> **ПИСЬМЕННОЕ ЗАДАНИЕ A**: Продублируйте без изменений фрагмент записей ниже: от самой первой строки записей до строки, содержащей «178L110 168L109 165L102», включая обе границы.

> **ИСХОДНЫЙ ТЕКСТ**:
..............................

Я видел интерпретированные спектакли. Я даже говорю не про джинсы, а про падание яиц с неба, бутафорских листьев, пускание клипового дыма… Этим режиссеры насыщают действие и говорят: «Новые формы! Новые формы». А новые формы (так называемые перформансы) — это все что угодно, но только не театр. Например, выходит абсолютно голый человек и начинает писать на сцене. И я должен на это смотреть? Но находятся писаки, которые говорят: «Это что-то такое удивительное!» И хочется спросить: «А что вы получили? Вы сопереживали?» Ведь театр — это сопереживание. Как сопереживать писающему человеку? О Господи, почему же так долго он это делает, что же у него с мочевым пузырем происходит?! Вот это и есть перформансы, где на черное говорят белое, на белое — черное.

..............................

> **ИСХОДНЫЕ ДАННЫЕ**:

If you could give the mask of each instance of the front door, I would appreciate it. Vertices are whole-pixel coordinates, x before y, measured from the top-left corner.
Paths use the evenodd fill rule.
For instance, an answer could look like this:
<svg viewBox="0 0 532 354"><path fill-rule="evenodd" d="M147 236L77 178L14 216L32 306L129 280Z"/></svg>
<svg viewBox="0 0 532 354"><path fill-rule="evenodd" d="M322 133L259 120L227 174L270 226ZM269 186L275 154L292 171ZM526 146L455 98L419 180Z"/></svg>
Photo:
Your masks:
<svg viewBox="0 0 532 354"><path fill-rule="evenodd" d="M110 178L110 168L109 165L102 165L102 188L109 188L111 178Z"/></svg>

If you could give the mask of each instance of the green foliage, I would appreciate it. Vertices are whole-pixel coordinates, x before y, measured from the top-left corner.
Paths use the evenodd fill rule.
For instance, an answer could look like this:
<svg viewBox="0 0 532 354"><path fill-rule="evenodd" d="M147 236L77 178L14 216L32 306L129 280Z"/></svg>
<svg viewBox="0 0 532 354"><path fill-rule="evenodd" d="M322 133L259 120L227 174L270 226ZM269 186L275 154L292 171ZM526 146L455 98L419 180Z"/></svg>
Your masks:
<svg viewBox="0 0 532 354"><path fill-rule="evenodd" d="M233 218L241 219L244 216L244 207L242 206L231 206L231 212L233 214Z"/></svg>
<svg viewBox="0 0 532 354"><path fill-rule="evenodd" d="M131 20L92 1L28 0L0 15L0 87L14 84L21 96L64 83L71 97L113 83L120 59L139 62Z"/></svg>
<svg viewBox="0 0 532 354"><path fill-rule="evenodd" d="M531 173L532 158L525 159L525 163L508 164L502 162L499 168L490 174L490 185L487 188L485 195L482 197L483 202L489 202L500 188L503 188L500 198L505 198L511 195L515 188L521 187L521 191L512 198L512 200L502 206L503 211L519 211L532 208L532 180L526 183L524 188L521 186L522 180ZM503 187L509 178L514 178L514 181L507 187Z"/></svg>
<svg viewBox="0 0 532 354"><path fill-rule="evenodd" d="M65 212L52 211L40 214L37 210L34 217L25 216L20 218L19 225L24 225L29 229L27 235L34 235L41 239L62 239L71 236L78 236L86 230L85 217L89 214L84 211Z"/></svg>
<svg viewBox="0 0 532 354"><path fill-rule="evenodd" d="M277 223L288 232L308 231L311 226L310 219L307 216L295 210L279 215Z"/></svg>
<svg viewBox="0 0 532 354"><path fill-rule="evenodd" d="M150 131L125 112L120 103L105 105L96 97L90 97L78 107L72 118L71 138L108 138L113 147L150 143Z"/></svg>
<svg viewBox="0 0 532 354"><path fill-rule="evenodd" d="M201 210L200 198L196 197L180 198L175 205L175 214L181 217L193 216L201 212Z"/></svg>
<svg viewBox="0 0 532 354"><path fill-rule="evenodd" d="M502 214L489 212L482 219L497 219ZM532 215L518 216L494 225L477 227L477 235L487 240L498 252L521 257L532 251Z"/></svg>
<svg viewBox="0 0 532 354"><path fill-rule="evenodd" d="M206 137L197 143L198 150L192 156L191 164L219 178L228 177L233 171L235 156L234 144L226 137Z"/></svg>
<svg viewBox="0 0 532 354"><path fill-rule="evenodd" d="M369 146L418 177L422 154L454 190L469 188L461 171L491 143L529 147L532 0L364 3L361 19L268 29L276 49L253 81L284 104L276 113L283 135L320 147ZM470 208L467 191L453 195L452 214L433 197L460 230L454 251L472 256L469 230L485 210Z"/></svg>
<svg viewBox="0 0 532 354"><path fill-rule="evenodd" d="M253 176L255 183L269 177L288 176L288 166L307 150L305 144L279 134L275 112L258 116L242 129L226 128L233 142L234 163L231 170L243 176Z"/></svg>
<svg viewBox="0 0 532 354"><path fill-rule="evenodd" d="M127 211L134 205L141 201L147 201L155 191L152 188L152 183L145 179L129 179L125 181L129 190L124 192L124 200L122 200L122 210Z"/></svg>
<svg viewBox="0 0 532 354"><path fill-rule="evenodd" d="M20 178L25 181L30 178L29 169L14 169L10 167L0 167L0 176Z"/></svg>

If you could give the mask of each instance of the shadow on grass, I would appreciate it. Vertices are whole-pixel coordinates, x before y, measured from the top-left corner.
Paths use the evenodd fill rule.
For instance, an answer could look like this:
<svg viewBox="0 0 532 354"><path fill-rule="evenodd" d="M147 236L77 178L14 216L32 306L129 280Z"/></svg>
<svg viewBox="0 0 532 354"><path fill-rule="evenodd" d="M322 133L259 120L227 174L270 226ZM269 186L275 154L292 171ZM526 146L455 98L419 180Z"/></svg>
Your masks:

..............................

> **ПИСЬМЕННОЕ ЗАДАНИЕ B**: Чем, по словам исходного текста, является театр?

> **ВЕРНЫЙ РЕЗУЛЬТАТ A**:
If you could give the mask of each instance of the front door, I would appreciate it. Vertices are whole-pixel coordinates, x before y, measured from the top-left corner.
Paths use the evenodd fill rule.
For instance, an answer could look like this:
<svg viewBox="0 0 532 354"><path fill-rule="evenodd" d="M147 236L77 178L14 216L32 306L129 280Z"/></svg>
<svg viewBox="0 0 532 354"><path fill-rule="evenodd" d="M322 133L259 120L227 174L270 226ZM269 186L275 154L292 171ZM526 146L455 98L419 180Z"/></svg>
Photo:
Your masks:
<svg viewBox="0 0 532 354"><path fill-rule="evenodd" d="M110 178L110 168L109 165L102 165L102 188L109 188L111 178Z"/></svg>

> **ВЕРНЫЙ РЕЗУЛЬТАТ B**: Театр — это сопереживание.